§ **Instructions**
(A) In the moorish idol forum thread, why does one poster say the fish usually die in aquariums?
(B) Write the next post in the moorish idol forum thread, following the last header shown.

# What is this



## The Wave (Oct 22, 2003)

I saw this and it makes me want a salt tank,


----------



## The Wave (Oct 22, 2003)

...


----------



## thePACK (Jan 3, 2003)

moorish idol ..very hard to keep,especially for a beginner...they usually don't feed well in aquariuma..so in turn they starve to death


----------



## The Wave (Oct 22, 2003)

Thanks Pack,i got freinds and family that keep salt so i would not be going into it blinde,and they said the same thing you did about this moorish idol,just so many cool salt fish,this one realy caught my eye.


----------



## garybusey (Mar 19, 2003)

Yeah Salt Water Experts say it is the hardest salt water fish to keep in an aquarium.... But hey FINDING NEMO DID IT! WHAT?


----------



## Fallenangel0210 (Dec 15, 2003)

are they related to Heniochus?









we had them at my pet store, i always thought the fish from finding nemo was a heniochus


----------



## sweet lu (Oct 3, 2003)

it says right there on the glass

also a cow fish, and a black dog face puffer

didnt you want one The Pack


----------



## The Wave (Oct 22, 2003)

§ **Supplied material**

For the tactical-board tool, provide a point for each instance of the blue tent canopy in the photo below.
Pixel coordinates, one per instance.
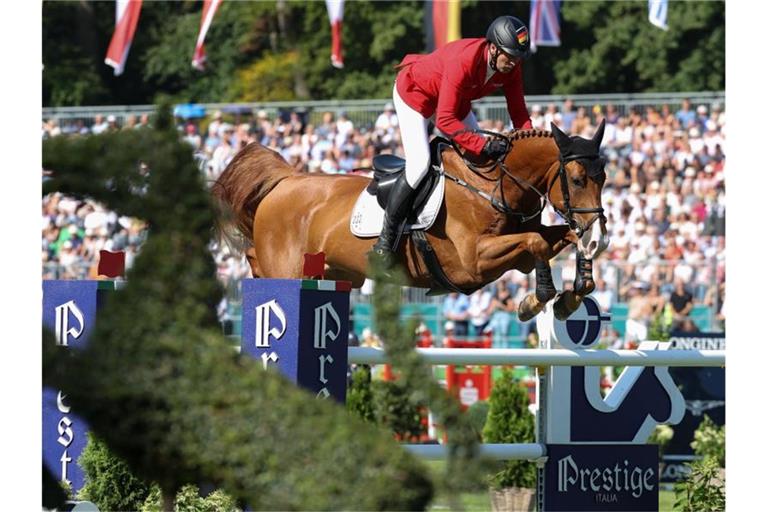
(189, 111)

§ **Results of the exercise**
(A) They usually don't feed well in aquariums, so they starve to death.

(B)
sweet lu said:


> it says right there on the glass
> 
> also a cow fish, and a black dog face puffer
> 
> didnt you want one The Pack











no dis sweet lu,but this fish was not listed on the glass,the lfs idiot did not know what it was,the boss orderd it and it came in when he was not there.


----------



## sweet lu (Oct 3, 2003)

oops









i ahte it when fish store owners dont even know their stock


----------



## thePACK (Jan 3, 2003)

Fallenangel0210 said:


> are they related to Heniochus?
> 
> 
> 
> ...


no it was a moorish idol in the movie.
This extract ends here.